===== TASK DATA =====

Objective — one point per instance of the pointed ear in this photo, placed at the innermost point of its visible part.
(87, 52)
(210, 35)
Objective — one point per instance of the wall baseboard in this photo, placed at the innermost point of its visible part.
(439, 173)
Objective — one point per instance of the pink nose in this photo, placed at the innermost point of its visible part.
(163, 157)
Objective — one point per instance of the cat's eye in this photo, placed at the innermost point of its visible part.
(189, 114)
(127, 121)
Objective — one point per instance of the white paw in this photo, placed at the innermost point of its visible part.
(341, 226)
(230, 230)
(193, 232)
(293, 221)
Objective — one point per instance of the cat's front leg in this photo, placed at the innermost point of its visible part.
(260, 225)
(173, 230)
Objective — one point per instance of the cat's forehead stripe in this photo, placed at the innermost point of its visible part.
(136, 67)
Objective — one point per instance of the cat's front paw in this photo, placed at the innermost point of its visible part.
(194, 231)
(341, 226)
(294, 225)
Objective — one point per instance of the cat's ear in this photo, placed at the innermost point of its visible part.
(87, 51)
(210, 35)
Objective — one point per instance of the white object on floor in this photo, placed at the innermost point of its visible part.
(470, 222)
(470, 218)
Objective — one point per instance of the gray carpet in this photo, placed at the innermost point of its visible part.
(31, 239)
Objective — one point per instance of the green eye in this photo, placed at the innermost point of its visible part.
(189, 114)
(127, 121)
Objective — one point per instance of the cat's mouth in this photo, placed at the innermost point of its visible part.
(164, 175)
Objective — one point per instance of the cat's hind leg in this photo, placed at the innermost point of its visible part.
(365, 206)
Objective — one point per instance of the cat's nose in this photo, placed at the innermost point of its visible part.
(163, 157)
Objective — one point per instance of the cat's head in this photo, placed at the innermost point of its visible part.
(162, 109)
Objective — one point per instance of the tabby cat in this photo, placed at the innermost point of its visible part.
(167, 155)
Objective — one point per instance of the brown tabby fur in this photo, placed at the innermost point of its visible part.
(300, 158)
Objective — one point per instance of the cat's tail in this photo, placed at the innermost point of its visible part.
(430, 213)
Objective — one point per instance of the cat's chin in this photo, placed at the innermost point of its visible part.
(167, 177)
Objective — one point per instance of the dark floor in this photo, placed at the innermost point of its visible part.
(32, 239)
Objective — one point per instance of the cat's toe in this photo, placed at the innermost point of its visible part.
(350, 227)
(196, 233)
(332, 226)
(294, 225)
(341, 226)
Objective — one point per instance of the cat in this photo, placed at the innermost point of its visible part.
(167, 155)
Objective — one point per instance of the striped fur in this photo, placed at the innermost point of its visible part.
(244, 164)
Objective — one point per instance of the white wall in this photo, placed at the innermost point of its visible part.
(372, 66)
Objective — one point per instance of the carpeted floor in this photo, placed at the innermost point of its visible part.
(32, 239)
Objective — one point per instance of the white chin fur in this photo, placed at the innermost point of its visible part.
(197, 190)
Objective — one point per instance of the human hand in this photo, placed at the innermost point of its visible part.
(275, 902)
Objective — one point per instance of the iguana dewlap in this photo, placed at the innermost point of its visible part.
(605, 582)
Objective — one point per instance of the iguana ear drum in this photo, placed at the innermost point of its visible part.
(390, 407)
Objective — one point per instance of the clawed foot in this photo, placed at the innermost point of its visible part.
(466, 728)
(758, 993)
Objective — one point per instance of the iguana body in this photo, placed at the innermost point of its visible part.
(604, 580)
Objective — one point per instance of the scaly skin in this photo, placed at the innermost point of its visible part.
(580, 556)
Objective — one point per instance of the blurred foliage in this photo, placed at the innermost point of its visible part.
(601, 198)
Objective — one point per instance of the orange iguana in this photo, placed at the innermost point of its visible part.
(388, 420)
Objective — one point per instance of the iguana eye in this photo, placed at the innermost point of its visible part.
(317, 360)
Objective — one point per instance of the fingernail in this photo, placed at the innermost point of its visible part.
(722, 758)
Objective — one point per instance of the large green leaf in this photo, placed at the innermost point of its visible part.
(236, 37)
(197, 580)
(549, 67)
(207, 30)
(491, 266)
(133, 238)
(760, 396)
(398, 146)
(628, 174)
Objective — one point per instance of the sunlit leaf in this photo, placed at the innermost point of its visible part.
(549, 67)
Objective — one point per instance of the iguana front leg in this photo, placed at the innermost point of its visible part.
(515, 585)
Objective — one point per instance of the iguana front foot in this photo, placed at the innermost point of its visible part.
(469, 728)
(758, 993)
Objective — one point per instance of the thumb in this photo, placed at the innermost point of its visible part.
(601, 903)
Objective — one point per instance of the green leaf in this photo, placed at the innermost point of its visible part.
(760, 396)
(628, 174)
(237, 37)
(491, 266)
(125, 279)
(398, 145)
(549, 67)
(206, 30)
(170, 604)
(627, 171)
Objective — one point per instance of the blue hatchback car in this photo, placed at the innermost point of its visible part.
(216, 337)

=====

- TASK PROMPT:
Repeat, unchanged, the lines from the one containing "Objective — one point per instance of the green leaf" through the last line of the items above, both ends included.

- ANSWER TO THE PROBLEM:
Objective — one point per instance of the green leaf in this photo, placed at the innermost point of its visible part.
(760, 396)
(628, 174)
(237, 37)
(491, 266)
(125, 279)
(398, 145)
(549, 67)
(206, 30)
(170, 604)
(627, 171)
Objective — one point per instance of the blue hatchback car in this photo, placed at the innermost point of its visible part.
(216, 337)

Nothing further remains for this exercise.